### [PROBLEM TO SOLVE]
Print exactly, and only, the lines running from the line containing "blue jeans, one" through the end of the records below.

### [RECORDS SHOWN]

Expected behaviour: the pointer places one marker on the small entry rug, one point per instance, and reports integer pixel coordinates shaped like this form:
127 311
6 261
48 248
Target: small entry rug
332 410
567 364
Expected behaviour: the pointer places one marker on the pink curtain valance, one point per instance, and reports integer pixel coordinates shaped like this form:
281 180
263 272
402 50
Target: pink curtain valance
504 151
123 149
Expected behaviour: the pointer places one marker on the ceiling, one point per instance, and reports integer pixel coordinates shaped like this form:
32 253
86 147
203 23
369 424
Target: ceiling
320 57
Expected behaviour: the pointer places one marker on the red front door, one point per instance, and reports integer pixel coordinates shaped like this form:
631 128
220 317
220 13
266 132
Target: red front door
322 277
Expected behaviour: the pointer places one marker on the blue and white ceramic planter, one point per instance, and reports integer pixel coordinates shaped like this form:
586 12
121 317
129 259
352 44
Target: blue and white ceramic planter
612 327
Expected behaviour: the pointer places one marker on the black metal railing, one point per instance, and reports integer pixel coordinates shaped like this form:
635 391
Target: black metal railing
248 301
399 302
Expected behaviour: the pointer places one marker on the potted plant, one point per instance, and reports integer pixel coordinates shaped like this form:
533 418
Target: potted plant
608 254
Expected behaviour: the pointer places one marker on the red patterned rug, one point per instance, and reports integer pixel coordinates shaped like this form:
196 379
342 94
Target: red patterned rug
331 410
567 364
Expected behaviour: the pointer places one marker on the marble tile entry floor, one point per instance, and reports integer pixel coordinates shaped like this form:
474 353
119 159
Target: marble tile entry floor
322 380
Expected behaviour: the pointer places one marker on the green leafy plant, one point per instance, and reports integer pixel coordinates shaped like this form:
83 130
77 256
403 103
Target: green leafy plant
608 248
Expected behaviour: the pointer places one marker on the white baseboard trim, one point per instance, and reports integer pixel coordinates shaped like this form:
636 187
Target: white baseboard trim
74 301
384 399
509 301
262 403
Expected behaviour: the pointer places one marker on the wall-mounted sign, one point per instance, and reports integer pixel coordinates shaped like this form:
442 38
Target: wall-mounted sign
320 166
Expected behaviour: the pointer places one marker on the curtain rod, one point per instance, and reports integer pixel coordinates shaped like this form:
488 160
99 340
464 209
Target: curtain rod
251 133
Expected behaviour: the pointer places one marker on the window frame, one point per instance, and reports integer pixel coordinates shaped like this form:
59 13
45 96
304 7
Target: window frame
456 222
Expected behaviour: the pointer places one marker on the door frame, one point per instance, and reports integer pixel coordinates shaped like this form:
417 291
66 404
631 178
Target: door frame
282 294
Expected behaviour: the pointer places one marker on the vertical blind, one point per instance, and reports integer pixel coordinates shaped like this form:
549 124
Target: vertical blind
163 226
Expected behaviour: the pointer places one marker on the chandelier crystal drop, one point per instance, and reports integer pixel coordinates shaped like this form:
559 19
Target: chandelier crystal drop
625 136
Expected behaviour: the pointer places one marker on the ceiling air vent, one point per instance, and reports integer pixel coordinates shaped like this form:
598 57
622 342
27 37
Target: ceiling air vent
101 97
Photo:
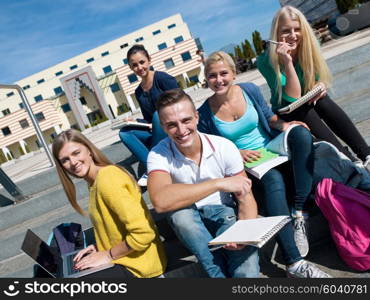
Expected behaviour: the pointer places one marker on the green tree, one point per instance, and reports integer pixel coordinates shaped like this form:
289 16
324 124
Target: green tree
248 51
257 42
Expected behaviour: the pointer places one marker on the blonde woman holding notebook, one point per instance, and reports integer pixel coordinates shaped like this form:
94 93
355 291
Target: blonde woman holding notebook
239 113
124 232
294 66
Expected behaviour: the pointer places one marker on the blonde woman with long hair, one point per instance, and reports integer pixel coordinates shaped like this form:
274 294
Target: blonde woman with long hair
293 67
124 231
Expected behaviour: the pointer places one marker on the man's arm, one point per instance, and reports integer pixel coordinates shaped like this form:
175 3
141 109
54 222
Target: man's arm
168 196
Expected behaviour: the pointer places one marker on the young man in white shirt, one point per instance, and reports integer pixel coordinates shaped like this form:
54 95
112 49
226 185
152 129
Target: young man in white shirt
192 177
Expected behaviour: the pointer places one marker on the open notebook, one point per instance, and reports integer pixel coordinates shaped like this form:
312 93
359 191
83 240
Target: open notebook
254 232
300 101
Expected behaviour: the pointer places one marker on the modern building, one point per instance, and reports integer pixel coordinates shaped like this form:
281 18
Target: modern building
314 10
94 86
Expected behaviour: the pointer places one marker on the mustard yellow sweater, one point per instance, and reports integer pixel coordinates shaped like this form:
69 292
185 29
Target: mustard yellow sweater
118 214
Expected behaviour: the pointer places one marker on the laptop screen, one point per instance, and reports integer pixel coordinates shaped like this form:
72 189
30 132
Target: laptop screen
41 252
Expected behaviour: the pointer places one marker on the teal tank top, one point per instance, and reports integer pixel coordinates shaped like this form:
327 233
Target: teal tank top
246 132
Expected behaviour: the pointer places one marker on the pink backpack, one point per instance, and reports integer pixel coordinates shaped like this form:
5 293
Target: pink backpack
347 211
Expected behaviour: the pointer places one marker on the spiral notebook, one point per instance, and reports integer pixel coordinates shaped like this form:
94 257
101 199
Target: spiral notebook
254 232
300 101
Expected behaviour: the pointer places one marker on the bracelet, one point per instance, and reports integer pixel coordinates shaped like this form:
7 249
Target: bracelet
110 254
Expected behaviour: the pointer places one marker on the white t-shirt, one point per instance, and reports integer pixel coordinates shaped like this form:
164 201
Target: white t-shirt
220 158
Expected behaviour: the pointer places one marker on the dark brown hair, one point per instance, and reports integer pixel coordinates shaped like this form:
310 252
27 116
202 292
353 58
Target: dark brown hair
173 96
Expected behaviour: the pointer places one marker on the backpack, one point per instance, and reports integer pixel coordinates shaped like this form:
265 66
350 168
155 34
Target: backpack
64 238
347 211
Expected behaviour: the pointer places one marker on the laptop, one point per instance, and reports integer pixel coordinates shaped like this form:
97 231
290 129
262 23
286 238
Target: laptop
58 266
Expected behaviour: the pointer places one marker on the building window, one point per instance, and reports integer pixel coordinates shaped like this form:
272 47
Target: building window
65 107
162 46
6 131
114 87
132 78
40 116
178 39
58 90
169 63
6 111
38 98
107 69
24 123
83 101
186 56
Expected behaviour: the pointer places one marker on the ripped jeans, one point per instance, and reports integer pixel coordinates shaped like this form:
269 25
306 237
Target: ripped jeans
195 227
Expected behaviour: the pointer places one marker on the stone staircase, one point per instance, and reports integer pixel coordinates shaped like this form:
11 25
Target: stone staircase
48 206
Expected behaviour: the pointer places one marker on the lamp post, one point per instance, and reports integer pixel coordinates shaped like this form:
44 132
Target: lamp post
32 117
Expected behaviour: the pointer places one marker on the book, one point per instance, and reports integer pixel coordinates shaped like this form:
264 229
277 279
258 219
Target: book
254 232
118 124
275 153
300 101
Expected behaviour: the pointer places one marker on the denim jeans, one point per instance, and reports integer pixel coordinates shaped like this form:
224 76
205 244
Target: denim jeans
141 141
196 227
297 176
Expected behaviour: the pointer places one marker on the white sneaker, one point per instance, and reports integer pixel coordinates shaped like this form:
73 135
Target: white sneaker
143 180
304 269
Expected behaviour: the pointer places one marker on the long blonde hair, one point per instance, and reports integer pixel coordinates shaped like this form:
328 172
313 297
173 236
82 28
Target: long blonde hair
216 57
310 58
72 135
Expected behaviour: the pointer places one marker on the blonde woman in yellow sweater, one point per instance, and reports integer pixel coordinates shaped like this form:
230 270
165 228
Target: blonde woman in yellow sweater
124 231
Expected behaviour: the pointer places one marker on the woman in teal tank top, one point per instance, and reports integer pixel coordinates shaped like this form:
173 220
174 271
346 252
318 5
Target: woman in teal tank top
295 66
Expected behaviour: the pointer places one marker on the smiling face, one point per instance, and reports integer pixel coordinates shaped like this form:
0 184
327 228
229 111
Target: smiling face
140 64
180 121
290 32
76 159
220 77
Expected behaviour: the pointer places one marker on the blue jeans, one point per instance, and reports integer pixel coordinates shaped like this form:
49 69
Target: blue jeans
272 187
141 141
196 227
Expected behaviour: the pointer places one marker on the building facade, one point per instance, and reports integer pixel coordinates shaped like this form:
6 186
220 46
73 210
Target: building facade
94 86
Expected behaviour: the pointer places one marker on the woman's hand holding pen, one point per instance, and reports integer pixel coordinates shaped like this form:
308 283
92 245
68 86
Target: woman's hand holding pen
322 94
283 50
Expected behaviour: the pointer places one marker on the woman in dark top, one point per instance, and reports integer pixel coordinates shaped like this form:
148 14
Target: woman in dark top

### [RESULT BELOW]
Expected behaviour: the pointer places one marker on the blue jeans, one point per instance, and reports integer pixel coordinates shaped like this form:
49 69
Target: blue jeans
272 187
141 141
196 227
Expected behaviour: the pointer places one marker on the building facade, one point per instance, and reports integer pixel coordinates shaped like this form:
6 186
220 46
73 210
Target: building facade
94 86
Expected behaviour: the pointer places one marker on the woman's hand holding pen, one point per instance, and reports integer pixel coordinates shaped like this form:
308 283
92 245
68 86
Target: woman's hand holding pen
322 94
283 50
Expected behaviour: the pointer places one marker on the woman in dark top, one point per instance, and reports integer pixel coordinates shaped like this form:
148 14
Target: woman in dark top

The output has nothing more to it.